=== Aim of the exercise ===
Lay out the lines below as a JSON list of strings, one string per line, with blank lines omitted. Leave the pictures out of your answer.

=== Stored data ===
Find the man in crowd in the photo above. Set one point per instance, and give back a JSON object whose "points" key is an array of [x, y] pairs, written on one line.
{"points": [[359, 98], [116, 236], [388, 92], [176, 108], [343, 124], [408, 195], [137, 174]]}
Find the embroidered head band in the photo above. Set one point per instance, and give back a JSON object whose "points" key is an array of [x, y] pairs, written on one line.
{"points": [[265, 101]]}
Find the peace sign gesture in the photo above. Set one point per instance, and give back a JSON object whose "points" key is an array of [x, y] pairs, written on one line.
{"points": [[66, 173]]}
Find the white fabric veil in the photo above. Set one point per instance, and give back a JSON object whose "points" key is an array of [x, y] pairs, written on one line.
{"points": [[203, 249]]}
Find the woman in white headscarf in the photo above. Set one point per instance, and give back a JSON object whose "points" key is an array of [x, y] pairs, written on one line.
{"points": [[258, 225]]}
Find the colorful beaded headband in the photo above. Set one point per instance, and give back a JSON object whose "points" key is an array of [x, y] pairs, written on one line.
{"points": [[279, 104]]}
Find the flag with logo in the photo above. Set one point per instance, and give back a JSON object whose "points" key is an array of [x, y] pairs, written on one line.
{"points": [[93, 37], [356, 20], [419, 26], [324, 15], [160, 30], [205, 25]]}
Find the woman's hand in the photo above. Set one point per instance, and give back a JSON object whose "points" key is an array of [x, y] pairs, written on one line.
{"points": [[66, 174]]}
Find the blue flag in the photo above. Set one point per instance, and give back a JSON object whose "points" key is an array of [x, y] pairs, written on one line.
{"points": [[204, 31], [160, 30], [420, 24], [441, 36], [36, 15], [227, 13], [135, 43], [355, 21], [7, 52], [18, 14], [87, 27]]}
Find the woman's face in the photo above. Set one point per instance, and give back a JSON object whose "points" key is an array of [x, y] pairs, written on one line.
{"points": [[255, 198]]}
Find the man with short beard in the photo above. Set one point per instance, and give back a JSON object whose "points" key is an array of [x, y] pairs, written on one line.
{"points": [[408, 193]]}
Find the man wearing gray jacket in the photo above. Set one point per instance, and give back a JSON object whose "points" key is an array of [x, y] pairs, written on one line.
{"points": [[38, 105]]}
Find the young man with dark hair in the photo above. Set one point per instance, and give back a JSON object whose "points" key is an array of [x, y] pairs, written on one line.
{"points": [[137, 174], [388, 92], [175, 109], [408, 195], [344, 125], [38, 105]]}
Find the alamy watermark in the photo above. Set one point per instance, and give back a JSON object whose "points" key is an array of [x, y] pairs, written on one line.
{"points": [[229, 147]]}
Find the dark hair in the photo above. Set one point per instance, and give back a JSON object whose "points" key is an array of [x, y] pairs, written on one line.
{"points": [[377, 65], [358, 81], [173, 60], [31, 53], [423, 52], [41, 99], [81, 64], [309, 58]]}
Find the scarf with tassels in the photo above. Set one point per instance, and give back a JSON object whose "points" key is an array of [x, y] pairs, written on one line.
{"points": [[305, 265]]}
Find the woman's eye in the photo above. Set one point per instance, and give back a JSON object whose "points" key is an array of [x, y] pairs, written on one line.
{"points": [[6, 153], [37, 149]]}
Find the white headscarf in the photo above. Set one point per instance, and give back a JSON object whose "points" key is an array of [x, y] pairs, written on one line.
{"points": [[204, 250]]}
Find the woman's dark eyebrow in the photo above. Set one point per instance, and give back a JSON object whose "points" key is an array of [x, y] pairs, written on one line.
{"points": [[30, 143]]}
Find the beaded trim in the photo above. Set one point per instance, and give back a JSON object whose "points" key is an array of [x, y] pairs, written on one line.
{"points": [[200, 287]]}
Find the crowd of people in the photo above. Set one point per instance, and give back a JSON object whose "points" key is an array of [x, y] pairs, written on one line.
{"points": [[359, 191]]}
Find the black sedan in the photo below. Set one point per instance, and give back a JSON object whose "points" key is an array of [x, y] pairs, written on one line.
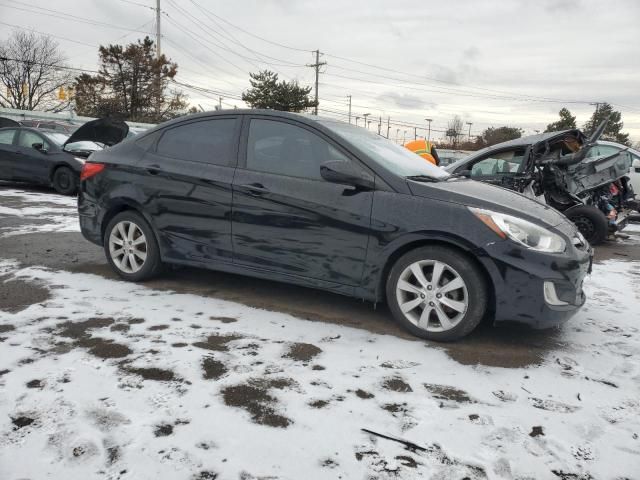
{"points": [[46, 157], [324, 204]]}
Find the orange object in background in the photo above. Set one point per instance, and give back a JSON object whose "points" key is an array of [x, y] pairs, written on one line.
{"points": [[425, 149]]}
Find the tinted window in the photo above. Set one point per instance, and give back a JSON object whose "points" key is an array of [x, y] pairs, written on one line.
{"points": [[285, 149], [27, 139], [207, 141], [502, 163], [6, 137], [147, 141]]}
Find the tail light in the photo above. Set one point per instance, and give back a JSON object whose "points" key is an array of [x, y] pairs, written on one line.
{"points": [[90, 170]]}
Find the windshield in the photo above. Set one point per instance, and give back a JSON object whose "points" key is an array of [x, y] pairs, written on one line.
{"points": [[393, 157], [82, 145]]}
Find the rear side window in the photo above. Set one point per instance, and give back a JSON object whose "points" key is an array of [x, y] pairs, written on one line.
{"points": [[27, 139], [207, 141], [284, 149], [6, 137]]}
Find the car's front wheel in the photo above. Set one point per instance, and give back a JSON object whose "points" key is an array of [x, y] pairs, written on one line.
{"points": [[437, 293], [65, 181], [131, 247]]}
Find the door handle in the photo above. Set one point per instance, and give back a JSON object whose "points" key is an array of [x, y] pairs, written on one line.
{"points": [[153, 169], [255, 189]]}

=== Reply to the exercise ===
[
  "Find the man in crowd in the photo above. Set one point per instance, and give back a JSON object whose \"points\" key is an array of [x, y] pairs, written on one line.",
  "{\"points\": [[359, 98], [116, 236], [388, 92], [176, 108], [343, 124], [408, 195], [137, 174]]}",
  "Find the embroidered head band in the photo above. Set one point per instance, and give back a JSON object whose \"points\" key is an array of [x, y] pairs, written on one line.",
  "{\"points\": [[265, 101]]}",
  "Find the peace sign gesture in the photo above. Set one point per instance, and give back a JSON object whose \"points\" key is an array of [x, y] pairs, written on one line.",
  "{\"points\": [[66, 173]]}",
  "Find the white fabric veil in the photo above. Set one point per instance, and give back a JSON object whose \"points\" key is an array of [x, y] pairs, written on one line.",
  "{\"points\": [[203, 249]]}",
  "Find the woman in white headscarf in the photo above. Set one point per instance, and give back a JSON object whose \"points\" key is an array of [x, y] pairs, written on one line.",
  "{\"points\": [[258, 225]]}",
  "Find the colorful beaded headband in the photo above. Set one point per instance, and give back a JSON object whose \"points\" key is an array of [x, y] pairs, written on one line.",
  "{\"points\": [[279, 104]]}",
  "Find the flag with logo in the photo above. Set one point per instance, and give back a JSON object whose \"points\" key is an array of [x, y] pairs, written on one line.",
  "{\"points\": [[93, 37], [356, 20], [419, 26], [324, 15], [160, 30], [205, 25]]}",
  "Find the woman's hand in the photo above. Set one point per instance, and give back a JSON object whose \"points\" key is an array of [x, y] pairs, written on one line.",
  "{\"points\": [[66, 174]]}",
  "Find the blue flag in the photo above. Set one point per instance, and give back a JSON object whose \"points\" key is an array of [x, y] pairs, written on one line.",
  "{\"points\": [[204, 31], [160, 30], [420, 24], [441, 36], [36, 15], [227, 13], [135, 43], [355, 21], [7, 52], [18, 14], [87, 27]]}",
  "Find the woman's face in the photo above. Set one point per instance, and give back a JSON object whose \"points\" key is an array of [x, y] pairs, written on one line.",
  "{\"points\": [[255, 198]]}",
  "Find the man with short beard in the photo above. Set one point per instance, and give back a JSON object whose \"points\" key is an array of [x, y] pairs, written on one line.",
  "{\"points\": [[408, 193]]}",
  "Find the man wearing gray jacket in the photo above. Set one point per instance, and give back a JSON object whose \"points\" key is an array of [x, y] pairs, written on one line.",
  "{\"points\": [[38, 105]]}",
  "Find the young man with dark hair in the photo above. Set one point per instance, and give back a JSON object whose \"points\" key is an array of [x, y] pairs, written on one line.",
  "{\"points\": [[137, 174], [388, 92], [175, 109], [408, 195], [344, 125], [38, 105]]}",
  "Find the alamy watermark in the photo above. Set one point per instance, and give back a JSON object whose \"points\" key is an array of [x, y] pairs, written on one line.",
  "{\"points\": [[229, 147]]}",
  "Find the dark hair in the photo above. Set one point per instance, and give back a JSON object whose \"points\" key is an array of [x, y] pairs, written on one line.",
  "{\"points\": [[377, 65], [358, 81], [173, 60], [31, 53], [423, 52], [41, 99], [81, 64], [309, 58]]}",
  "Find the scarf with tassels in the photo above. Set one point per instance, and give back a JSON object whose \"points\" key is an array of [x, y] pairs, written on one line.",
  "{\"points\": [[305, 265]]}",
  "Find the woman's eye in the photo above. Set one point per instance, and give back a JSON object whose \"points\" key is an array of [x, y] pairs, written on one line.",
  "{\"points\": [[6, 153], [37, 149]]}",
  "Find the white headscarf in the photo above. Set one point per instance, and give back a JSON object whose \"points\" key is an array of [x, y] pairs, written on one line.",
  "{\"points\": [[204, 250]]}",
  "Find the woman's dark eyebrow in the photo above. Set one point per instance, and give back a JSON object whose \"points\" key is an array of [x, y] pairs, written on one line.",
  "{\"points\": [[30, 143]]}",
  "Find the beaded trim in the photo above. Set one point per instance, and give back a JSON object whose \"points\" key is an array of [x, y] pairs, written on one line.",
  "{\"points\": [[200, 287]]}",
  "Find the crowd of people in the photo above. Set one point per instance, and give back a JSON object whose \"points\" key is an array of [x, y] pairs, written on one line.",
  "{\"points\": [[359, 191]]}",
  "Find the black sedan in the photo below. Set one point per instance, and give back a JSON object whose \"points\" key is an array of [x, y] pairs, written on one line.",
  "{\"points\": [[46, 157], [324, 204]]}",
  "Find the orange object in background in the photo above. Set one point per instance, and give back a JSON object whose \"points\" key is an array of [x, y] pairs, written on one line.",
  "{\"points\": [[425, 149]]}",
  "Find the tinted window in the photo above. Set one point per instance, and give back a JSON object whose \"points\" key is an array of [x, y] pairs, written on one line.",
  "{\"points\": [[285, 149], [27, 139], [207, 141], [502, 163], [6, 137], [147, 141]]}",
  "Find the tail light in the photo above. Set one point per instance, and give back a JSON object whose \"points\" key is an array of [x, y] pairs, written on one line.",
  "{\"points\": [[90, 170]]}",
  "Find the windshield in the photo above. Set one point per instance, and give back a JSON object whose \"points\" key is an array of [x, y] pairs, written on one line.",
  "{\"points\": [[393, 157], [82, 145]]}",
  "Find the rear side window in the photo above. Set one point per instance, and give back a JSON object whose \"points\" key is an array of [x, y] pairs, written on one line.",
  "{\"points\": [[27, 139], [207, 141], [284, 149], [6, 137]]}",
  "Find the car's front wheel in the photo above. Set one point per instance, and give back a JSON object whose \"points\" key is an array of [x, y] pairs, written on one line.",
  "{\"points\": [[437, 293], [65, 181], [131, 247]]}",
  "Find the door handle in the photo above. Set one point per instance, and give back a JSON object whose \"points\" key is an array of [x, y] pairs, written on one line.",
  "{\"points\": [[153, 169], [255, 189]]}"
]